— Texto de leitura —
-.-.-
No primeiro relatório do pente-fino, divulgado em agosto último, foram identificados mais de R$ 12 milhões em pagamentos indevidos. No segundo, divulgado em outubro, outros R$ 18,5 milhões. Eles vieram se somar aos R$ 41 milhões em pagamentos a “fantasmas”, que o Igeprev já havia cancelado, entre 2019 e este ano; e aos mais de R$ 5,7 milhões de abonos irregulares a militares, também suspensos. O mais recente relatório, divulgado no final do mês passado, aponta R$ 14,227 milhões em irregularidades, entre os 4.814 processos analisados, de 22 de outubro a 17 de novembro.
Só nele, constam mais 135 “fantasmas”, que receberam R$ 2,097 milhões. Mas embora haja pessoas que faleceram entre 2015 e o ano passado, a maioria morreu neste ano: um total de 103, cujos pagamentos somaram R$ 670 mil. O fato indica maior agilidade na constatação dos óbitos, o que reduz a duração das irregularidades e os recursos desviados: no ranking dos 10 maiores “fantasmas”, que foi elaborado no início do pente-fino, há casos de pessoas que morreram em 2012 ou 2013, cujos pagamentos só foram suspensos em 2019. E o décimo lugar daquele ranking recebeu, sozinho, quase R$ 444 mil.
No entanto, o maior volume de irregularidades do novo relatório é o de pensões por morte reajustadas acima do devido: são 143 casos, que custaram aos cofres públicos R$ 3,737 milhões, apenas entre maio de 2016 e maio de 2021, o período analisado. Segundo fontes, trata-se de um dano ao erário de difícil reparação, já que será preciso comprovar, judicialmente, a má-fé dos beneficiários, para obter a devolução desse dinheiro. Só um deles teria recebido R$ 350 mil por conta de reajustes turbinados da pensão. E há, ainda, outros 27 casos cujos pagamentos irregulares ultrapassam R$ 100 mil. No relatório anterior, esses gastos chegaram a R$ 7,773 milhões. Em um dos casos, a pensão, concedida em 2006, que deveria estar hoje em R$ 5.935,79, já alcança R$ 8.383,43.
-.-.-
— Linhas de dados —
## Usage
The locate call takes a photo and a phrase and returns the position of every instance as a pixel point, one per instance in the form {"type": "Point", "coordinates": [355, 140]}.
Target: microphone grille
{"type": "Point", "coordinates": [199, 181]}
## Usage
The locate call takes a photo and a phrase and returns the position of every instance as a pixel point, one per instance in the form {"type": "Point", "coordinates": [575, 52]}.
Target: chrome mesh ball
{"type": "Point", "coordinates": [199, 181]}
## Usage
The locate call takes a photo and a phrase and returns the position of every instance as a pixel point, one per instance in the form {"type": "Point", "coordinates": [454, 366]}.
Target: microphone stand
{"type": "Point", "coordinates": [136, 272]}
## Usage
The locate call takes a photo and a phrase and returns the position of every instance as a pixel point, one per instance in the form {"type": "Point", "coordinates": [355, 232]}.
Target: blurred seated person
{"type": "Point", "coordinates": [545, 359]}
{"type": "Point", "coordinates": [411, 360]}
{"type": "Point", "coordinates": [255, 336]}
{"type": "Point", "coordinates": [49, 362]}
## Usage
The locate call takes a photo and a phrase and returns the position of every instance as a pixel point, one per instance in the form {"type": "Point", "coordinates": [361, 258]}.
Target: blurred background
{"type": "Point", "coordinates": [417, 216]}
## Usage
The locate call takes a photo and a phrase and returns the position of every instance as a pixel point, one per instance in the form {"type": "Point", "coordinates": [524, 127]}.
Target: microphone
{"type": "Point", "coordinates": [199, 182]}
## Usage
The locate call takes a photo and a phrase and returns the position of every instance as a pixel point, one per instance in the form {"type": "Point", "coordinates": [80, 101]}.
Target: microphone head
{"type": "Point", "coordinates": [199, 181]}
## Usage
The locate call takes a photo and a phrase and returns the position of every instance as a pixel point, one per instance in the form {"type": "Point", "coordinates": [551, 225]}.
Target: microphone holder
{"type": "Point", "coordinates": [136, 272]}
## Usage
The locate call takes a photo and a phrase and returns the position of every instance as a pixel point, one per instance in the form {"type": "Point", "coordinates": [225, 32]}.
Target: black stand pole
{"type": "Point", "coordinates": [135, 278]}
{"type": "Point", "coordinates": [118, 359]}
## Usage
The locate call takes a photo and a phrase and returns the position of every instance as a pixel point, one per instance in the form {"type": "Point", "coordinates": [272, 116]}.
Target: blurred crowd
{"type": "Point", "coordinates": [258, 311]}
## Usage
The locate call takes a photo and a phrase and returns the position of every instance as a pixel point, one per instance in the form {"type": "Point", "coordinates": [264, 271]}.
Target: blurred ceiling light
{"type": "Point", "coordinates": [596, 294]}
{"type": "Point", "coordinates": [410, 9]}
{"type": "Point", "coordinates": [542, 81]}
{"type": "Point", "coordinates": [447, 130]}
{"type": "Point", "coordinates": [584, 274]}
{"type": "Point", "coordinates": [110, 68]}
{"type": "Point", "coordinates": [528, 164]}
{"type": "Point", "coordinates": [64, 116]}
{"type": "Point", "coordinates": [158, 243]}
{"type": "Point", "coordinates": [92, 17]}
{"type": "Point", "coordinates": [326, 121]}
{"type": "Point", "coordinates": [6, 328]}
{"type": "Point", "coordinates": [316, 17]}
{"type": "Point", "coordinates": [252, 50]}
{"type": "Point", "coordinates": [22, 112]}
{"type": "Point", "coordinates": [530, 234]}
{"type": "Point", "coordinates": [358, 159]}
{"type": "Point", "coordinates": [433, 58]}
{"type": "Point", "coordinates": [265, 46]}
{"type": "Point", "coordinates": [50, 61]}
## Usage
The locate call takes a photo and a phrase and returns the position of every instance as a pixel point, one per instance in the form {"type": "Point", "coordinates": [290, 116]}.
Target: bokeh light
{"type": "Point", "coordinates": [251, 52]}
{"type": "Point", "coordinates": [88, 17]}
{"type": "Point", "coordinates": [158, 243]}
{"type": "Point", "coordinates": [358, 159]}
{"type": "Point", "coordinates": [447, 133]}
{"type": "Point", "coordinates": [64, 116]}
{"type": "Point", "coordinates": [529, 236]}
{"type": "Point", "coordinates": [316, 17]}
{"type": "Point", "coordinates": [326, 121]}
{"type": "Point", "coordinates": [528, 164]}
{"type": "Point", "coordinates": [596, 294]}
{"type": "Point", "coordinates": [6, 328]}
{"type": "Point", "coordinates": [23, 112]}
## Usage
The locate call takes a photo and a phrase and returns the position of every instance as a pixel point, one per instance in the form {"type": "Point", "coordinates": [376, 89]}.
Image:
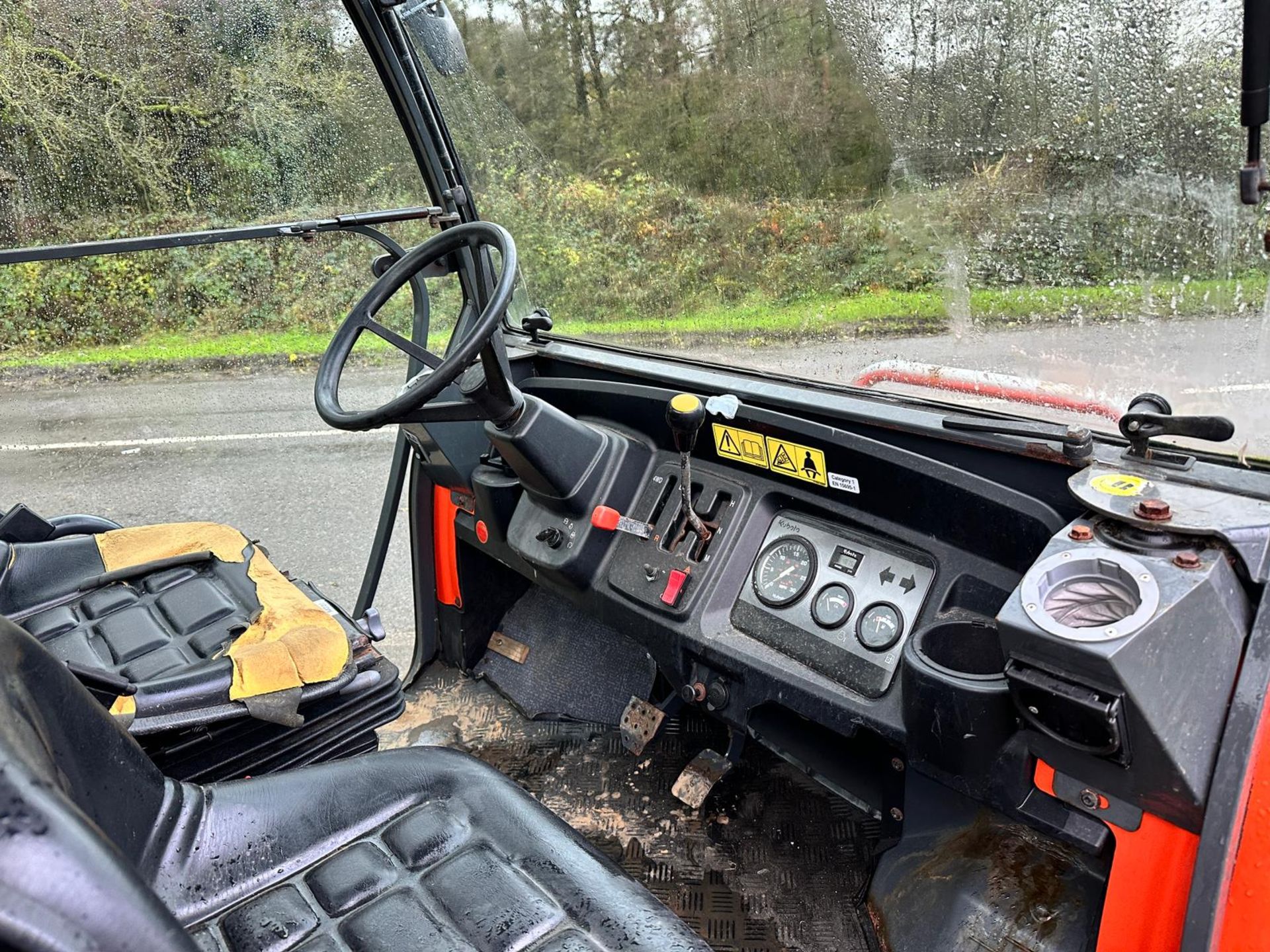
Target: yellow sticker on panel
{"type": "Point", "coordinates": [794, 460]}
{"type": "Point", "coordinates": [1118, 484]}
{"type": "Point", "coordinates": [742, 446]}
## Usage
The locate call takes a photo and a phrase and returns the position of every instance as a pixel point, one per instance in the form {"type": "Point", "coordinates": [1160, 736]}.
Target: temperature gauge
{"type": "Point", "coordinates": [880, 626]}
{"type": "Point", "coordinates": [784, 571]}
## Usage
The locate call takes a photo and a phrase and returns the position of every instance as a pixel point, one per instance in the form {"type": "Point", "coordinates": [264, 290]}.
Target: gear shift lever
{"type": "Point", "coordinates": [685, 415]}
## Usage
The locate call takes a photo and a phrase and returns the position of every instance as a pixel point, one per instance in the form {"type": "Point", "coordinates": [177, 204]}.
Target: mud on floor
{"type": "Point", "coordinates": [771, 863]}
-.-.-
— Objetivo —
Pode dar seguimento ao texto sobre o pente-fino do Igeprev a partir da última frase?

— Resposta à tarefa —
O novo relatório aponta, ainda, possíveis erros de cálculo, e até ilegalidade, em adicionais por tempo de serviço e incorporações de verbas oriundas de cargos comissionados, que resultaram em R$ 3,274 milhões em pagamentos. Há, também, R$ 1,581 milhão em contribuições previdenciárias pagas a menor, e 155 processos onde os percentuais das rubricas listadas nas portarias de concessão dos benefícios diferem daqueles encontrados nos históricos dos servidores. O fato teria gerado R$ 3,536 milhões em pagamentos irregulares.
Segundo o advogado Giussepp Mendes, ex-auditor geral do Estado e que preside o Igeprev desde o ano passado, várias recomendações da equipe que realiza a auditagem já foram adotadas pelo instituto, para melhorar o controle de pagamentos. Ao fim e ao cabo, o que se pretende é “elevar a qualidade da gestão para garantir transparência e segurança e cumprir as exigências legais”, diz ele. Além do pente-fino, o Igeprev realiza o Censo Previdenciário, que será encerrado em março do ano que vem.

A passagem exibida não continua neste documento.